ACTIVITY - Write out the material below verbatim, keeping every line unchanged.

Dataset entries:
-.-.-

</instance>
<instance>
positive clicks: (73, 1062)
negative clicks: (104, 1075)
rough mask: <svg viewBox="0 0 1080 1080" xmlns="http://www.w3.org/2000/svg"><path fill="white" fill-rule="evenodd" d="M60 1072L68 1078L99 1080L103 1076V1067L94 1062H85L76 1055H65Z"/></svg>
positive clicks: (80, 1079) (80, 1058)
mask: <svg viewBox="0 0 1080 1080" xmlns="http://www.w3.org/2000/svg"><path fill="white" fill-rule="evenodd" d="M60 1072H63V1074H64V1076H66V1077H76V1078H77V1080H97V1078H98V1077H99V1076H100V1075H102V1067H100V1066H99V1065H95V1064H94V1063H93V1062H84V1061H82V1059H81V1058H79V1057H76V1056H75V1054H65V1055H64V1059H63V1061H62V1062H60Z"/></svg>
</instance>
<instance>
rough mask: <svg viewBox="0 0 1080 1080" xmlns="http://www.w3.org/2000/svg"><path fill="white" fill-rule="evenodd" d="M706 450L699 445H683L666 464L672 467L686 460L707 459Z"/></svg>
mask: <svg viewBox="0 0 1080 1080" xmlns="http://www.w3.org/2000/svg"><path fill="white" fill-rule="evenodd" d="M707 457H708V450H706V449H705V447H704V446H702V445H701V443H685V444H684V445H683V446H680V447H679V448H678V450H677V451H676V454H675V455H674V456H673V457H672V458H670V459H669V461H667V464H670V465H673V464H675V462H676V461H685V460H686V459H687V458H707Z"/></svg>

-.-.-

OUTPUT FOR THIS TASK -
</instance>
<instance>
positive clicks: (73, 1062)
negative clicks: (104, 1075)
rough mask: <svg viewBox="0 0 1080 1080" xmlns="http://www.w3.org/2000/svg"><path fill="white" fill-rule="evenodd" d="M60 1072L68 1078L99 1080L103 1076V1067L94 1062H85L76 1055H65Z"/></svg>
positive clicks: (80, 1079) (80, 1058)
mask: <svg viewBox="0 0 1080 1080" xmlns="http://www.w3.org/2000/svg"><path fill="white" fill-rule="evenodd" d="M60 1072H63V1074H64V1076H66V1077H76V1078H77V1080H97V1078H98V1077H99V1076H100V1075H102V1067H100V1066H99V1065H95V1064H94V1063H93V1062H84V1061H82V1059H81V1058H79V1057H76V1056H75V1054H65V1055H64V1059H63V1061H62V1062H60Z"/></svg>
</instance>
<instance>
rough mask: <svg viewBox="0 0 1080 1080" xmlns="http://www.w3.org/2000/svg"><path fill="white" fill-rule="evenodd" d="M706 450L699 445H683L666 464L672 467L686 460L707 459Z"/></svg>
mask: <svg viewBox="0 0 1080 1080" xmlns="http://www.w3.org/2000/svg"><path fill="white" fill-rule="evenodd" d="M707 457H708V450H706V449H705V447H704V446H702V445H701V443H685V444H684V445H683V446H680V447H679V448H678V450H677V451H676V454H675V455H674V456H673V457H672V458H670V459H669V461H667V464H670V465H673V464H675V462H676V461H685V460H686V459H687V458H707Z"/></svg>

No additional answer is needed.